**What you are asked to do**: Each line of the data below that carries the word "ring" needs to be copied.

**Data section**:

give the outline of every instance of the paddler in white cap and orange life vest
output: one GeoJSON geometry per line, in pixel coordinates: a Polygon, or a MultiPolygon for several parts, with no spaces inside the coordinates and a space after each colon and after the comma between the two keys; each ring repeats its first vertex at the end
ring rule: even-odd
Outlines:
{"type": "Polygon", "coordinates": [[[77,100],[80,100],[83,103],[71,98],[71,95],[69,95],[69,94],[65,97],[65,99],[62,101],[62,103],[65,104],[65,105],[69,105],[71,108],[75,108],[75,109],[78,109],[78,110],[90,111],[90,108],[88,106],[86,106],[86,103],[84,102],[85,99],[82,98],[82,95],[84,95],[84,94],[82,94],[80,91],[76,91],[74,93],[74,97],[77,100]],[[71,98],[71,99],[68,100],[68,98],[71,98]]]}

**Task response**:
output: one GeoJSON geometry per line, in pixel coordinates: a Polygon, or a MultiPolygon for several parts, with no spaces inside the coordinates and a space after each colon and after the comma between the two keys; each ring repeats its first vertex at the end
ring rule: even-odd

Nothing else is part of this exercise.